Put the lines of the items below into a JSON list of strings, one string per line and no blank lines. Take only the lines starting at the one containing "find dark patterned" and ending at the last line of the items.

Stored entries
---------------

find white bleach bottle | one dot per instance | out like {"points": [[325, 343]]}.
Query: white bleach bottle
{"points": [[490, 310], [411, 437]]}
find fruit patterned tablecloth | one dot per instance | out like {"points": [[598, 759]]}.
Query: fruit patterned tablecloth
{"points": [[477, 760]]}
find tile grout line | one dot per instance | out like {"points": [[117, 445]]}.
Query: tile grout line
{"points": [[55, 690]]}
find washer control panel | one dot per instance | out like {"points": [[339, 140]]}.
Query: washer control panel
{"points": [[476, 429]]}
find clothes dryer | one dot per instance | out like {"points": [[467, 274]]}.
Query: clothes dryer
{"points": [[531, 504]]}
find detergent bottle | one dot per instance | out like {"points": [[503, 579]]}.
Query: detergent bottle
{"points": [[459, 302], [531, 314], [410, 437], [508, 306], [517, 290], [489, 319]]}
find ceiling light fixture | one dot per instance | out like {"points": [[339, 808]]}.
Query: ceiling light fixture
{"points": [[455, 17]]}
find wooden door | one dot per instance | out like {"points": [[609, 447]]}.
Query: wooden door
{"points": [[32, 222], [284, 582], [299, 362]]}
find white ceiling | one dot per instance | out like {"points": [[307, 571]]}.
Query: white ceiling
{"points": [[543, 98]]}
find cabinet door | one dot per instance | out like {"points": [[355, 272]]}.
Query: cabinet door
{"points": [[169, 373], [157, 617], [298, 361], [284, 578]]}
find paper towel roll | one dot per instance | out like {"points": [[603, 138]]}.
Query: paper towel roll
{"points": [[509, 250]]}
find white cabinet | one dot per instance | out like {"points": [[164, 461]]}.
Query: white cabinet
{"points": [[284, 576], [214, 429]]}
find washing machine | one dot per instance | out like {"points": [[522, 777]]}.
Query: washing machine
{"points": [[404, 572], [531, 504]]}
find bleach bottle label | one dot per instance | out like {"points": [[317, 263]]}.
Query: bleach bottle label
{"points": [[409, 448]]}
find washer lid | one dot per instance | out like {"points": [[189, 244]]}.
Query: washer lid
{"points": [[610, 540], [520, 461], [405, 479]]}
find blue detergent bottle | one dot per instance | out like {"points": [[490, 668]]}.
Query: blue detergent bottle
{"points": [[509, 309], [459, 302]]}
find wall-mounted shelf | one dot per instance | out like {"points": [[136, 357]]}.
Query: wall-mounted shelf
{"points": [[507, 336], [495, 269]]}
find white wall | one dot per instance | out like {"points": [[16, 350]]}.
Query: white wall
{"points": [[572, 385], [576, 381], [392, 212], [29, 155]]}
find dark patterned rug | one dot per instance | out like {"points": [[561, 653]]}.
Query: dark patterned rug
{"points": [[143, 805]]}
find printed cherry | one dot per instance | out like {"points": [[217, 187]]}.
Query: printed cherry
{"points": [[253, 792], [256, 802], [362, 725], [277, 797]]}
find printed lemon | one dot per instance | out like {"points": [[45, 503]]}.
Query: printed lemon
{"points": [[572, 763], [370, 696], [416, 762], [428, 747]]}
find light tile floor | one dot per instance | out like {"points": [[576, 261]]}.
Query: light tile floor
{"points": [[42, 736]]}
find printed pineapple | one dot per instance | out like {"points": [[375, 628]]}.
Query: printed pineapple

---------------

WORKED SOLUTION:
[
  "find dark patterned rug | one dot per instance | out like {\"points\": [[561, 653]]}.",
  "Query: dark patterned rug",
  "{\"points\": [[143, 805]]}",
  "find printed cherry | one dot per instance | out like {\"points\": [[217, 187]]}.",
  "Query: printed cherry",
  "{\"points\": [[253, 792], [256, 802], [362, 725], [277, 797]]}",
  "find printed lemon | one dot per instance | out like {\"points\": [[45, 503]]}.",
  "Query: printed lemon",
  "{\"points\": [[572, 763], [370, 696], [416, 762], [428, 747]]}",
  "find light tile floor | one dot per instance | out like {\"points\": [[576, 261]]}.",
  "Query: light tile floor",
  "{\"points\": [[42, 736]]}",
  "find printed pineapple | one dot per instance | out like {\"points\": [[375, 628]]}.",
  "Query: printed pineapple"
]